*What is required*:
Gather every line of the listing below that contains the string "clump", with case counting. Copy each such line in full.

(Rows from an object pointing dataset)
------------

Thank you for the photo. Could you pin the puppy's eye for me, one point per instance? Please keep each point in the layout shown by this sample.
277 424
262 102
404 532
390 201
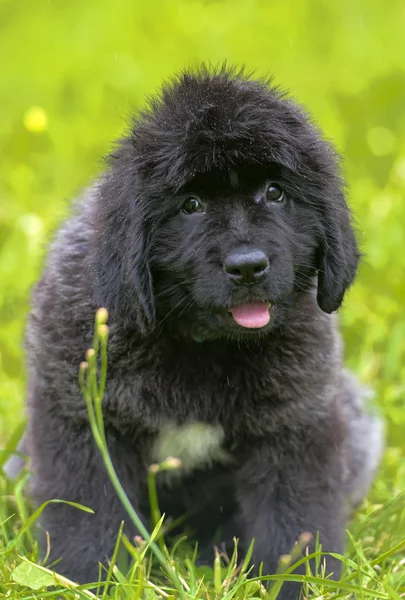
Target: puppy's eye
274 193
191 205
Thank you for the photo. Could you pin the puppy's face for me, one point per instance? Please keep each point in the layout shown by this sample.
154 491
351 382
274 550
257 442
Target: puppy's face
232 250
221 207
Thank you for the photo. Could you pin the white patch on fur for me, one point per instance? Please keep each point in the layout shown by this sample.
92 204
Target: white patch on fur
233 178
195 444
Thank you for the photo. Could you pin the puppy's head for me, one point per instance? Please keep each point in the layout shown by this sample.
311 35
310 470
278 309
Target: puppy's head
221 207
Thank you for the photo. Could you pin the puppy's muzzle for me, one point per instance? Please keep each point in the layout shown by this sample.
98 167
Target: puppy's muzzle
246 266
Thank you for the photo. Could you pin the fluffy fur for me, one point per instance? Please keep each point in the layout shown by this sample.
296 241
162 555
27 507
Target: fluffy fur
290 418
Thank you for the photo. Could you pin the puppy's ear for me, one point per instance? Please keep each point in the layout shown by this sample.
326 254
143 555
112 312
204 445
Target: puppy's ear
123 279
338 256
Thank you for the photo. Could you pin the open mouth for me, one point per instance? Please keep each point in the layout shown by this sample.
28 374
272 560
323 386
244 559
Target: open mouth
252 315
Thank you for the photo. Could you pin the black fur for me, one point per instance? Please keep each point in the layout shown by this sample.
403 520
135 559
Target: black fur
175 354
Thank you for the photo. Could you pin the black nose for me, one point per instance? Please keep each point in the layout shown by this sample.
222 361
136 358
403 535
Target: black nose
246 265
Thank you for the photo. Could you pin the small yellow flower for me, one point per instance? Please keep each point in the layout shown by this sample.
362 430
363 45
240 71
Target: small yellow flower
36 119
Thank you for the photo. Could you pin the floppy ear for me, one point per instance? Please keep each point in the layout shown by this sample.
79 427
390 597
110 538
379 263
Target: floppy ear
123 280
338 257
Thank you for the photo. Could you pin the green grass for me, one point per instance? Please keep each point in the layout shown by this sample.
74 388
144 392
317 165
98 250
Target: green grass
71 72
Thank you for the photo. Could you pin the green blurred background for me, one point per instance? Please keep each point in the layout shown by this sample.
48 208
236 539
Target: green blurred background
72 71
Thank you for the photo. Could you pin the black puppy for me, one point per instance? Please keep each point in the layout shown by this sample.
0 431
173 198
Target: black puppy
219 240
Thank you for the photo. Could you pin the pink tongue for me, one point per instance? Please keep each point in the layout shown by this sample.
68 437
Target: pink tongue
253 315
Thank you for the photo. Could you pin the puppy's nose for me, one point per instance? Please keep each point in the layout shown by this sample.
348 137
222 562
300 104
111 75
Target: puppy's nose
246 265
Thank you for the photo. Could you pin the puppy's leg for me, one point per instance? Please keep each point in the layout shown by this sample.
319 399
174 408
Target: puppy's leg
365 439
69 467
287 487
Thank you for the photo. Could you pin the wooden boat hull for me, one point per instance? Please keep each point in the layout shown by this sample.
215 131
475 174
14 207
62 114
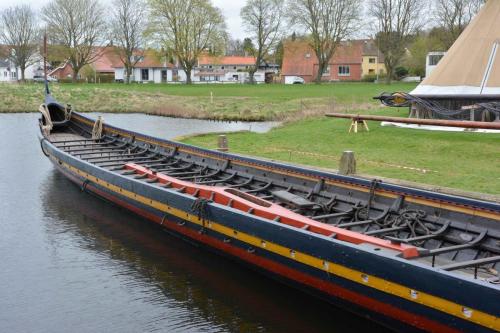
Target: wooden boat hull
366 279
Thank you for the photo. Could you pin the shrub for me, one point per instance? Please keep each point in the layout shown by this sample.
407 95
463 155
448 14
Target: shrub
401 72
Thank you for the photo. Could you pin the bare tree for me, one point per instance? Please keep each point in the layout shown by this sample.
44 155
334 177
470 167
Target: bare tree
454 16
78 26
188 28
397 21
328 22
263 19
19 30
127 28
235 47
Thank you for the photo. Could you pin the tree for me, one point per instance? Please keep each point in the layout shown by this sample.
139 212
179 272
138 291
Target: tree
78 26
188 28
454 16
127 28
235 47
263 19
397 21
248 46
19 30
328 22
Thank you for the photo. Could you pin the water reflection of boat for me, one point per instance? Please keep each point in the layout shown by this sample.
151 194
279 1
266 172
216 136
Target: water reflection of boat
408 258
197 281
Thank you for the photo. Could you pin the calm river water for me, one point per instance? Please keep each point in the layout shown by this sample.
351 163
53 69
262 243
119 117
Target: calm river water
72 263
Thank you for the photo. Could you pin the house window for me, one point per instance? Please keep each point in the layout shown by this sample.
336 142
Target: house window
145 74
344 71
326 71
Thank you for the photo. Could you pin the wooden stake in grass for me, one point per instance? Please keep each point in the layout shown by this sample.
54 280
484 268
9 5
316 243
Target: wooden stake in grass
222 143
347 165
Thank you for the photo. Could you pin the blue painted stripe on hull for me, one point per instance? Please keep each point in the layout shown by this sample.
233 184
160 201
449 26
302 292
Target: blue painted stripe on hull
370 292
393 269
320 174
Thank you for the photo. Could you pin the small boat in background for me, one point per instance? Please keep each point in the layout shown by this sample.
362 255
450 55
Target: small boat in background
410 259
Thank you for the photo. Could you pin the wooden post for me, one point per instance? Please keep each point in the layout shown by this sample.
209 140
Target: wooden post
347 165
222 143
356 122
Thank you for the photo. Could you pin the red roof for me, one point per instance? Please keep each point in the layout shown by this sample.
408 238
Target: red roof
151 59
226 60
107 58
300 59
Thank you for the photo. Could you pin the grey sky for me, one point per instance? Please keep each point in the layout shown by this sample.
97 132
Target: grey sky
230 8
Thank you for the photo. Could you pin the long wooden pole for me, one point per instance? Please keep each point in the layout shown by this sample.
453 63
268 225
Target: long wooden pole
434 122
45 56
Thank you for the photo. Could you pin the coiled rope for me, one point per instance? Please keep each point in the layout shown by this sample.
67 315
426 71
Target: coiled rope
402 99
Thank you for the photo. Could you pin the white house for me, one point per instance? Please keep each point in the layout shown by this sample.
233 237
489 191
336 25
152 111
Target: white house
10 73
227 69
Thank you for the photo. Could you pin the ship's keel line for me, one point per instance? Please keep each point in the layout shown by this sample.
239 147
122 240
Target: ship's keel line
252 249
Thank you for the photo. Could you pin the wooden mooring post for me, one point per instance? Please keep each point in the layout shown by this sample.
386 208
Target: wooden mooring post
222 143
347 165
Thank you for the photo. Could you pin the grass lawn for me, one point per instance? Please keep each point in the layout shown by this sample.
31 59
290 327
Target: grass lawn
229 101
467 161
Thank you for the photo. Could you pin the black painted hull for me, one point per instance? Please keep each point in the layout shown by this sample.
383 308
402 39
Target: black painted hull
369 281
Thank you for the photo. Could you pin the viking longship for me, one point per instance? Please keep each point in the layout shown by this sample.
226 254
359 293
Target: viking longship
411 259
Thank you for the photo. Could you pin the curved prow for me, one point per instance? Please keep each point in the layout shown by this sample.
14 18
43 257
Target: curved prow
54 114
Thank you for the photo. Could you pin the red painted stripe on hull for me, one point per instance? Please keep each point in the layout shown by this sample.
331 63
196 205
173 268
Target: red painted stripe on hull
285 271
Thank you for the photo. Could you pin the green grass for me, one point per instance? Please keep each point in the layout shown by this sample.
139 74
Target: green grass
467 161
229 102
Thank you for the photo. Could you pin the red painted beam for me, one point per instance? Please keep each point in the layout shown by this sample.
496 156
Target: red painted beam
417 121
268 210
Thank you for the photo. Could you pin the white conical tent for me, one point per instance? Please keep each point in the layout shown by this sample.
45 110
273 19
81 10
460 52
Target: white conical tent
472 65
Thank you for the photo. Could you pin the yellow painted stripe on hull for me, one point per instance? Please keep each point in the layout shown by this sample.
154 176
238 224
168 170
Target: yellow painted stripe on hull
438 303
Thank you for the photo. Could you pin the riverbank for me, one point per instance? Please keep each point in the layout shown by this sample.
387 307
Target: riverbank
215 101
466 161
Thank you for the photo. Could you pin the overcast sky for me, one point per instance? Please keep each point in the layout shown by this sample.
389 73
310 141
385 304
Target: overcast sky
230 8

------------

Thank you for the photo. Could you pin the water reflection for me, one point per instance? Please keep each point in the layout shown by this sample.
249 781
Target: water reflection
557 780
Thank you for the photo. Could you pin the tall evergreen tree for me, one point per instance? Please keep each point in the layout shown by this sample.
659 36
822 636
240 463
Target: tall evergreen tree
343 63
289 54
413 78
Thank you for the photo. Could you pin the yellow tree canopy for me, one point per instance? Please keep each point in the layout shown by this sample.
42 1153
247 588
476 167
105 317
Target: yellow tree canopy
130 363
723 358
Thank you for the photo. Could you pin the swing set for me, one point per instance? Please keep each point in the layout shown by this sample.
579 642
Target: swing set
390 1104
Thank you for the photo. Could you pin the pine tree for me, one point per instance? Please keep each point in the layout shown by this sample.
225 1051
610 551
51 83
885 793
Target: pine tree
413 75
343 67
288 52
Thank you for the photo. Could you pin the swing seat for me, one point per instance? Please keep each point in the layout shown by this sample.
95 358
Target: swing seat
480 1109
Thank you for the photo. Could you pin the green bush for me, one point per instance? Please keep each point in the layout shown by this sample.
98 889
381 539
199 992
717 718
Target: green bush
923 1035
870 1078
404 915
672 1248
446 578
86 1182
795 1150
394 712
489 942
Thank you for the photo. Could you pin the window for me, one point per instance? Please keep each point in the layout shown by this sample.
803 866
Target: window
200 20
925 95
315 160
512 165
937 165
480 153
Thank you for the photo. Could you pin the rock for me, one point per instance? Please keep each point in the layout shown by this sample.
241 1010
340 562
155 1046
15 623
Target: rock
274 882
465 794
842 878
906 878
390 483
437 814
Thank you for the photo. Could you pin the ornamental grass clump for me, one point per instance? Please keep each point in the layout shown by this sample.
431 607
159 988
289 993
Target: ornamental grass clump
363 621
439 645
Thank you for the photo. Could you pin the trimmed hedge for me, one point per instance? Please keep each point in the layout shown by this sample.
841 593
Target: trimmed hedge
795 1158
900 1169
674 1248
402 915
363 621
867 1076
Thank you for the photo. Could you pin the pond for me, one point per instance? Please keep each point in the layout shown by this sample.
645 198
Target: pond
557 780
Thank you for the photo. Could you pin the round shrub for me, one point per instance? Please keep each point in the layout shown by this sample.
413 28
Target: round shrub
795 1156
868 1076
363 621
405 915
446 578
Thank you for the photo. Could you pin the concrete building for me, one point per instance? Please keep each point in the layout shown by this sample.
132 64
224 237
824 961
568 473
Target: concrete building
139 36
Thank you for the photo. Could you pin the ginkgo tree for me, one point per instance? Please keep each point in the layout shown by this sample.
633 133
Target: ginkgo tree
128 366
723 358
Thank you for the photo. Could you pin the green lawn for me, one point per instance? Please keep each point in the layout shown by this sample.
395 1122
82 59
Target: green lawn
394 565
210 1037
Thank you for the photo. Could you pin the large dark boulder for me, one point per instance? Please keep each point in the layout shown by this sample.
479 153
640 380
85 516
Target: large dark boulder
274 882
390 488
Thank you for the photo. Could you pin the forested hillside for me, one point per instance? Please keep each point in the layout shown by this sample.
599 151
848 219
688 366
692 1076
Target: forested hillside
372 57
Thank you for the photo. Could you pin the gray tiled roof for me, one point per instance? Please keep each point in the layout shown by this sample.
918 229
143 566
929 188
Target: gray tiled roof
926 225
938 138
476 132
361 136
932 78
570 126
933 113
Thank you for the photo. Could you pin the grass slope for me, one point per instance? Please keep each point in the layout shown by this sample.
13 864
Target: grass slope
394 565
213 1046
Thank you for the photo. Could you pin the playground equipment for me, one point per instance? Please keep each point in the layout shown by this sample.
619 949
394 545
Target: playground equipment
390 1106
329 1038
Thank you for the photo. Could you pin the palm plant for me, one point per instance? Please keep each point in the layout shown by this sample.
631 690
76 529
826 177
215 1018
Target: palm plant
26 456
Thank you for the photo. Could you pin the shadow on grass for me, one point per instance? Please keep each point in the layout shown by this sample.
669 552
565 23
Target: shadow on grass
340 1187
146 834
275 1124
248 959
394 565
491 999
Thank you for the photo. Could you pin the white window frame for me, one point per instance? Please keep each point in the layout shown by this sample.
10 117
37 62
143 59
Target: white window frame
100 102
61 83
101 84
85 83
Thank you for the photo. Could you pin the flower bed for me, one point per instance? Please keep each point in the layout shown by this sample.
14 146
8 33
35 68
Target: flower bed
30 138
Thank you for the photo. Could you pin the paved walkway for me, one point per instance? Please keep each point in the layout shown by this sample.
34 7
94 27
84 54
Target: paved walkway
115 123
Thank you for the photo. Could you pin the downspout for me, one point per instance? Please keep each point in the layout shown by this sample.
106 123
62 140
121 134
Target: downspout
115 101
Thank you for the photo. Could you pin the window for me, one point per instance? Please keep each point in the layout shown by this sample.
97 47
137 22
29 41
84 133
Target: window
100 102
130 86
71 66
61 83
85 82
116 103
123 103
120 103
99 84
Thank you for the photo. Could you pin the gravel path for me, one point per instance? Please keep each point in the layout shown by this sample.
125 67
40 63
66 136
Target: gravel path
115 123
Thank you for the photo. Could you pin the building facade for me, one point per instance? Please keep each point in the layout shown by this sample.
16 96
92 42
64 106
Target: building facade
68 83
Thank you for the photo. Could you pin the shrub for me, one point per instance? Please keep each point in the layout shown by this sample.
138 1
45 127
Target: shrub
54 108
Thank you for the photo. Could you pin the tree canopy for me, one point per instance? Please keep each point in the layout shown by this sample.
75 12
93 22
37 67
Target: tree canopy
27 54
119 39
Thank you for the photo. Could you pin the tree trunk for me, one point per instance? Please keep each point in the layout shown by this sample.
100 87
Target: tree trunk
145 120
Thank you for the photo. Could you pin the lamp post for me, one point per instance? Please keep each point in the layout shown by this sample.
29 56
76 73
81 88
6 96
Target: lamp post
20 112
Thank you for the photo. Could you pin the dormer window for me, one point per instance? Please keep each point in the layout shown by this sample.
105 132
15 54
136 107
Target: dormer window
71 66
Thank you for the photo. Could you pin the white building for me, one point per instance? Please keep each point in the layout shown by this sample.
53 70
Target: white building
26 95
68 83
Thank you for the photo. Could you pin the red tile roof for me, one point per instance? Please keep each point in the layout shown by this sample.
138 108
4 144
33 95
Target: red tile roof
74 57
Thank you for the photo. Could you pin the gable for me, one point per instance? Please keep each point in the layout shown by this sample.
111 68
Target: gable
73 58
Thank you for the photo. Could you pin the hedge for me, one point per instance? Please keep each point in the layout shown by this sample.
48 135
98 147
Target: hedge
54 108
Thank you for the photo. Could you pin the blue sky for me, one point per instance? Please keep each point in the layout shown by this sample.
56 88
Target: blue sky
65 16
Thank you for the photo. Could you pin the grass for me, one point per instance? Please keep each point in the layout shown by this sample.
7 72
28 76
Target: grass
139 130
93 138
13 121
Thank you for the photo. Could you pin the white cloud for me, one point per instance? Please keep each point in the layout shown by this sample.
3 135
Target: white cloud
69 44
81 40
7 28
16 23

------------

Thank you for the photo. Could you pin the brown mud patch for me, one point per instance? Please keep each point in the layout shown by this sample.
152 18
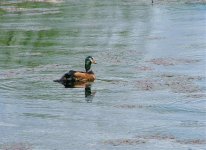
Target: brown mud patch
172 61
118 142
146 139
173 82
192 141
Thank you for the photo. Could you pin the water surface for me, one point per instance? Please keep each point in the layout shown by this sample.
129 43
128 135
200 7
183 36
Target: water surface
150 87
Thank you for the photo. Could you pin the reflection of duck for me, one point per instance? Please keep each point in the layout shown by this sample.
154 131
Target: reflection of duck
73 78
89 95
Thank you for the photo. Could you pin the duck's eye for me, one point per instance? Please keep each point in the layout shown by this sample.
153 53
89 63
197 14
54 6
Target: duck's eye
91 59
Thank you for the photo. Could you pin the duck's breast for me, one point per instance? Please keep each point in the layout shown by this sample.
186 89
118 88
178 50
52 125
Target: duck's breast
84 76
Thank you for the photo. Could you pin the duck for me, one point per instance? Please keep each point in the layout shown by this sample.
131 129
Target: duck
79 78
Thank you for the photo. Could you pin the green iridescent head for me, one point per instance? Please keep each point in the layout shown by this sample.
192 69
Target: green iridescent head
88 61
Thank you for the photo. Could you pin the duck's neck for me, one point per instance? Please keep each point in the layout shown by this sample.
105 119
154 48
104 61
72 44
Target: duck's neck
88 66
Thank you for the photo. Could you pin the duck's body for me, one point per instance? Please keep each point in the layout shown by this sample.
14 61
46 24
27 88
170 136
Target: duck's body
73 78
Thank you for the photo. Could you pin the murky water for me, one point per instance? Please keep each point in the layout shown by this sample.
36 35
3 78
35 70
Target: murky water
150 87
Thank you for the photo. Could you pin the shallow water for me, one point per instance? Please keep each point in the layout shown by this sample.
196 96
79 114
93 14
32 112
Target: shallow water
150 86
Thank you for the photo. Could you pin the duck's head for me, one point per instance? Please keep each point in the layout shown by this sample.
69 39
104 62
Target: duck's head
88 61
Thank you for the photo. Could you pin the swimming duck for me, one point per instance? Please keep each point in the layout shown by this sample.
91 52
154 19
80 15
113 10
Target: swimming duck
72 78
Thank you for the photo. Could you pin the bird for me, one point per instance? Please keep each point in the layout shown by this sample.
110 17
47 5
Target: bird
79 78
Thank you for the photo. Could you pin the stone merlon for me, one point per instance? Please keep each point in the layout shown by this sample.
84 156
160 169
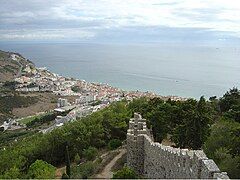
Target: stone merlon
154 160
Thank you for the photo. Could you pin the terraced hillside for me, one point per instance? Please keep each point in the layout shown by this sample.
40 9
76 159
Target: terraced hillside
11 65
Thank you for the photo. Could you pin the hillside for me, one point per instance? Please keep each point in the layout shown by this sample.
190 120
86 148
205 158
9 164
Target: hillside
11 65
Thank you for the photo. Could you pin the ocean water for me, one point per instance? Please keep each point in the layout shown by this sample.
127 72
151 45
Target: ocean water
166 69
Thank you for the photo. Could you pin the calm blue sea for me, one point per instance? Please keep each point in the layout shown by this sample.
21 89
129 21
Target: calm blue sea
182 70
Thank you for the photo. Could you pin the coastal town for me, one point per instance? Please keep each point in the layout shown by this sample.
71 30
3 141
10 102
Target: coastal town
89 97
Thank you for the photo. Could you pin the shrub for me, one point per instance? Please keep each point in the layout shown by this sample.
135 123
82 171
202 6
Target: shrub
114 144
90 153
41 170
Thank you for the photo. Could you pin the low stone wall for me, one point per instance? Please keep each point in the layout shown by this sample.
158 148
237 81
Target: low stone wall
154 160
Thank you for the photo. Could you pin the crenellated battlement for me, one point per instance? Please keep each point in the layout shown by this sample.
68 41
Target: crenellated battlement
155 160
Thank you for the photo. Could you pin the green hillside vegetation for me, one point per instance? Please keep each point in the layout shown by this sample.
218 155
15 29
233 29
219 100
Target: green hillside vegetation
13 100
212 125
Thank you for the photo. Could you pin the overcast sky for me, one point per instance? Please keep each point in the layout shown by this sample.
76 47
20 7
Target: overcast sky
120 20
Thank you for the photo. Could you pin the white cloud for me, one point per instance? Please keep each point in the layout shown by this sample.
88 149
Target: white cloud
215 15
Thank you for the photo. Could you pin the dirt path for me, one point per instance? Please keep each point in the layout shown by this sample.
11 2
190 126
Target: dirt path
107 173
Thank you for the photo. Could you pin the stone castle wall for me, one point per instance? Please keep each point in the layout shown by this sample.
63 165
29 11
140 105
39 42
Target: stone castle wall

------------

*Written response*:
Thank you for the photo. Could you pin the ornamental grass clump for me, one point per instance? Please keep each point in the layout shown by this sample.
Target: ornamental grass clump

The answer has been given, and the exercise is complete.